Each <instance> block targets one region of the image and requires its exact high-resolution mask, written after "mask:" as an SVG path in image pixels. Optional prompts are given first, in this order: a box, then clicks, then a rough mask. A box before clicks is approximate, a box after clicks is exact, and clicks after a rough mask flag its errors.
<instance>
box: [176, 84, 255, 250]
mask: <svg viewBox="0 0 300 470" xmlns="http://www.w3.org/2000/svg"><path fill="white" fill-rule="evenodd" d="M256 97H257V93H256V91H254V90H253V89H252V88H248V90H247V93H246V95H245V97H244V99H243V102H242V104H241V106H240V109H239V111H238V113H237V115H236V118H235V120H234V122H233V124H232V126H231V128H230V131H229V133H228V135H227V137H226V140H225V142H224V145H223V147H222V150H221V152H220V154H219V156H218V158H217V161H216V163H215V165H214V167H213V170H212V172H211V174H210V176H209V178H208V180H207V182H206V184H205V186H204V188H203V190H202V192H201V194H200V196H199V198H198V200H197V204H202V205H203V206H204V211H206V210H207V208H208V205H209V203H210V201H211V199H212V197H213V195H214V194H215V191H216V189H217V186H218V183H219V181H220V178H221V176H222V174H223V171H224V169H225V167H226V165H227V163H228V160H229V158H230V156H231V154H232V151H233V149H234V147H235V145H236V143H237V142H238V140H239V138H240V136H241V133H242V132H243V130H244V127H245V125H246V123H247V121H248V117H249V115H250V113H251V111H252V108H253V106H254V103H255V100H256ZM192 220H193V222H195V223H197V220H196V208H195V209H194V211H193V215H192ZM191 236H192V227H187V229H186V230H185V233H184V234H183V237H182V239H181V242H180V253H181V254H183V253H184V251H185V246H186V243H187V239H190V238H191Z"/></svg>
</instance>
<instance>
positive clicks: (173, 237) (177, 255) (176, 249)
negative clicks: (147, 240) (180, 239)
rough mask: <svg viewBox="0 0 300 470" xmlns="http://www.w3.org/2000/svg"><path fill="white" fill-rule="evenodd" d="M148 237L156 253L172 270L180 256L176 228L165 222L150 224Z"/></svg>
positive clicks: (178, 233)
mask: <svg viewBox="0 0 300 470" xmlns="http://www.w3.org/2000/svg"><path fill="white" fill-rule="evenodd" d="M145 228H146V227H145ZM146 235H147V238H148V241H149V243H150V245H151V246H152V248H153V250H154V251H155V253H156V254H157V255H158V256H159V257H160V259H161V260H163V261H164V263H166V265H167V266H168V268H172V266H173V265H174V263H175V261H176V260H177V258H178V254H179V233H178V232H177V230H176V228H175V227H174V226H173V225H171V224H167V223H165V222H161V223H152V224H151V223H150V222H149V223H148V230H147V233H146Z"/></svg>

▸ What needs to be done
The lines from the first of the entries through the line holding "rough mask: <svg" are to be restated word for word, and no others.

▸ Written answer
Each <instance> block targets one region of the image and requires its exact high-resolution mask, written after "mask:" as an SVG path in image pixels. Optional prompts are given first, in this order: a box, then clicks, then a rough mask. A box before clicks is approximate, a box after clicks is exact, and clicks after a rough mask flag its errors.
<instance>
box: [176, 84, 255, 250]
mask: <svg viewBox="0 0 300 470" xmlns="http://www.w3.org/2000/svg"><path fill="white" fill-rule="evenodd" d="M256 97H257V93H256V91H254V90H253V89H252V88H248V90H247V93H246V95H245V97H244V99H243V102H242V104H241V106H240V109H239V111H238V113H237V115H236V118H235V120H234V122H233V124H232V126H231V128H230V131H229V133H228V135H227V137H226V140H225V142H224V145H223V147H222V150H221V152H220V154H219V156H218V158H217V161H216V163H215V165H214V167H213V170H212V172H211V174H210V176H209V178H208V180H207V182H206V184H205V186H204V188H203V190H202V192H201V194H200V196H199V198H198V200H197V204H202V205H203V206H204V211H206V210H207V208H208V205H209V203H210V201H211V199H212V197H213V195H214V194H215V191H216V189H217V186H218V183H219V181H220V178H221V176H222V174H223V171H224V169H225V167H226V165H227V163H228V160H229V158H230V156H231V154H232V151H233V149H234V147H235V145H236V143H237V142H238V140H239V138H240V136H241V133H242V132H243V130H244V127H245V125H246V123H247V121H248V117H249V115H250V113H251V111H252V108H253V106H254V103H255V100H256ZM192 220H193V222H195V223H197V220H196V208H195V209H194V211H193V215H192ZM191 236H192V227H187V229H186V230H185V233H184V234H183V237H182V239H181V242H180V253H181V254H183V253H184V251H185V246H186V243H187V239H190V238H191Z"/></svg>
</instance>
<instance>
positive clicks: (173, 237) (177, 255) (176, 249)
negative clicks: (147, 240) (180, 239)
rough mask: <svg viewBox="0 0 300 470" xmlns="http://www.w3.org/2000/svg"><path fill="white" fill-rule="evenodd" d="M148 237L156 253L172 270L180 256L176 228L165 222L150 224Z"/></svg>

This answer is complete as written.